TASK LIST -
[1] From the text on reusing public datasets, list each dataset used in the example about neuronal aging in Drosophila.
[2] Resume the text on reusing public datasets, picking up right after its last sentence.

SELECTED PASSAGE -
————

Why you shouldn't be afraid of playing with someone else's data - using existing public datasets to answer your own research questions

As researchers, we typically generate hypotheses based on findings from our previous research and by trawling through literature describing the findings of others in our field. Rarely do we take the chance to dive directly into the datasets of other researchers or public databases. While the idea of delving into someone else's data may seem daunting, it presents a goldmine of opportunities for new ways of thinking and hypothesis generation.

The use of multiple datasets relevant to your research question could broaden the scope of inquiry and also spark new ideas for designing experiments or analyzing one's own data. While it's true that different experimental conditions can influence the accuracy of insights gleaned from different datasets, it can serve as an excellent starting point for hypothesis generation. Utilizing more than one dataset enables the cross-validation of findings, where consistent observations across independent datasets enhance the confidence in the accuracy of the findings. For instance, in trying to understand the molecular drivers of neuronal aging in Drosophila, we examined two datasets that characterised changes in the head proteome over the lifespan of the fly (link to study).

Additionally, we could relate the changes in the head proteome to the decline in climbing ability over time (a third dataset), despite the proteome studies not having looked at climbing ability. This is because there is a relative standard decline in climbing ability in Drosophila. Therefore, by looking across multiple studies on a research topic (e.g. aging in Drosophila), new questions and hypotheses are enabled by creatively interrogating their datasets.

Beyond using your own statistical analysis on public data, there are several existing tools enabling hypothesis generation using public data. The following tools are great examples from the cancer research field:

1. Depmap portal - for easily visualising which genes/phenotypes play a significant role in how dependent some cancers are on specific genes. Pro tip: dividing them into lineages may reveal relationships that are otherwise not obvious

2. cBioPortal for TCGA patient populations - this tool enables exploration of patient data, which can be used to determine if a gene of interest is significantly altered in a specific patient population. This tool has a steeper learning curve than Depmap, but since it offers direct insights into cancer patients it is time well spent.

————

Extracted data:
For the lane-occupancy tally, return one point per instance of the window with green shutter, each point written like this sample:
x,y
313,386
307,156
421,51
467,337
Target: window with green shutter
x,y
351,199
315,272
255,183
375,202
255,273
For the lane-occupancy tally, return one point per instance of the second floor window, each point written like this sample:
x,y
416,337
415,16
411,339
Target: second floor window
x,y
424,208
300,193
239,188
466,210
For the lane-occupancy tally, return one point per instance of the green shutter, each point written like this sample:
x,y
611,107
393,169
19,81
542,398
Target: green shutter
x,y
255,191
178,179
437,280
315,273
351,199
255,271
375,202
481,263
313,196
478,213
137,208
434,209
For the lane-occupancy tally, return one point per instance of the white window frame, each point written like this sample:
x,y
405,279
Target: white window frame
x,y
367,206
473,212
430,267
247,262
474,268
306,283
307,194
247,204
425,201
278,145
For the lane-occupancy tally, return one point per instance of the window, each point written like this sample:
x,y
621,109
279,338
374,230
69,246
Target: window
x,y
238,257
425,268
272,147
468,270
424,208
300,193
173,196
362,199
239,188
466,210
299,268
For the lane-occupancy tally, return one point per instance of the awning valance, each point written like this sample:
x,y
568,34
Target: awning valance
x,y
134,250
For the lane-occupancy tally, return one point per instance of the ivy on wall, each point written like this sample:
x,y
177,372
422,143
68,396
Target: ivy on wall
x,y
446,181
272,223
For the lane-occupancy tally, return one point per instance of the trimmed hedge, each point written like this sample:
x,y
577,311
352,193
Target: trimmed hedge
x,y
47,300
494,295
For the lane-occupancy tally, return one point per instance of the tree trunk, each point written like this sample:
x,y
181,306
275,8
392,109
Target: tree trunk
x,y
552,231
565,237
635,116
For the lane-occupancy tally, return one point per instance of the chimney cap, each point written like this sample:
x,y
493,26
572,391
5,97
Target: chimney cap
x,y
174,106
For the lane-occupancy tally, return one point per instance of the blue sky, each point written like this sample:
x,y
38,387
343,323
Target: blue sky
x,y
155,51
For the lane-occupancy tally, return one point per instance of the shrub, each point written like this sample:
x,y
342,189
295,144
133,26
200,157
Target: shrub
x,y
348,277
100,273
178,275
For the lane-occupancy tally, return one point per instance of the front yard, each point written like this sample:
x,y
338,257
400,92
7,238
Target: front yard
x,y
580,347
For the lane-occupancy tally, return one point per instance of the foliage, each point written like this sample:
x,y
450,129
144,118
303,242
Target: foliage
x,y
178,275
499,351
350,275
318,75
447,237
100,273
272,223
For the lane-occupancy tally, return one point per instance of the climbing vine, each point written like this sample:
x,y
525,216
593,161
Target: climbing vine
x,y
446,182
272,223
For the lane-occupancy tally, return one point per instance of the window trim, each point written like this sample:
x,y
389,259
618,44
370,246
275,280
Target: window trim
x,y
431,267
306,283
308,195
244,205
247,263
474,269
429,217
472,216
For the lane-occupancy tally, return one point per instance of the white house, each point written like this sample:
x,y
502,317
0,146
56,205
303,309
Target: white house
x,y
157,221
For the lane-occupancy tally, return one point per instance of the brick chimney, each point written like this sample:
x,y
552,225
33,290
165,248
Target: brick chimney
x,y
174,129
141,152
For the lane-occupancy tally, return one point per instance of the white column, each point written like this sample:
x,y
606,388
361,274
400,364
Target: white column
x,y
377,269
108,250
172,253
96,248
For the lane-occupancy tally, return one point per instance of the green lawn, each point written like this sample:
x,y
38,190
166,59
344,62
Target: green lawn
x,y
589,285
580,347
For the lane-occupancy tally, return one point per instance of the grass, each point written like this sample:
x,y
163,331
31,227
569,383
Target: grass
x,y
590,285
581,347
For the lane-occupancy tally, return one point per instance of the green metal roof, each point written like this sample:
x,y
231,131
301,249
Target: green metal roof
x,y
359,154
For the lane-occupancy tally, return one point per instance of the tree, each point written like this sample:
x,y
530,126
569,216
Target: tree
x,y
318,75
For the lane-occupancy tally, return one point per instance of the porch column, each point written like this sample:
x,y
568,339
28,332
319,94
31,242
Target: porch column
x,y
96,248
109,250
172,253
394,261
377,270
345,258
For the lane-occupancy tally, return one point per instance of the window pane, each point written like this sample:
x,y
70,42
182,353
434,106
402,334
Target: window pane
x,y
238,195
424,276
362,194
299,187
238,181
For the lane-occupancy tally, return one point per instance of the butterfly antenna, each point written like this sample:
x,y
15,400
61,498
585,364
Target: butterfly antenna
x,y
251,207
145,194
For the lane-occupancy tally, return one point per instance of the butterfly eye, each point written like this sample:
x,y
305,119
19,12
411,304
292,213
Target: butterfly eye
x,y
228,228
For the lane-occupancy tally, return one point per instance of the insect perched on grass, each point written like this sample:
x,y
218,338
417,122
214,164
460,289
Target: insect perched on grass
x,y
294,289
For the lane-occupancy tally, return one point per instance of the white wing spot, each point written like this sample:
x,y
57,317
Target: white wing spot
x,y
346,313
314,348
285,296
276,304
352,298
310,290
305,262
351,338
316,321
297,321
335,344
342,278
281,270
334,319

————

ANSWERS TO THIS EXERCISE -
[1]
- A first dataset characterizing changes in the head proteome over the lifespan of the fly
- A second dataset characterizing changes in the head proteome over the lifespan of the fly
- A third dataset on the decline in climbing ability over time

[2]
3. CellMiner - identification of different datasets and enabling the use of univariate and multivariate analyses in these datasets.

Finally, the recently established Hitchhikers AI community is enabling bench scientists to analyse public and proprietary datasets, by developing software informed by the challenges these scientists face in data analysis and use of artificial intelligence. This will enable you to use your own or custom public data for specific analyses you want to perform. For example, this community published a package enabling scientists to perform basic machine learning techniques on DepMap data: https://www.hitchhikersai.org/ml-depmap. This package was used to identify a known relationship between MTAP deficiency and the MAT2A/PRMT5/RIOK1 axis by correlating how dependent a cell line is on MTAP with abundance of the genes from the MAT2A/PRMT5/RIOK1 axis. The strength of this relationship was compared in different tissues, which could inform a hypothesis on which tissues and eventually for which patients targeting the MAT2A/PRMT5/RIOK1 axis would be effective.

As we delve into our own research, we should be taking advantage of existing data by asking "What public data exists in my field, and how can I use this data to inform my research hypothesis?".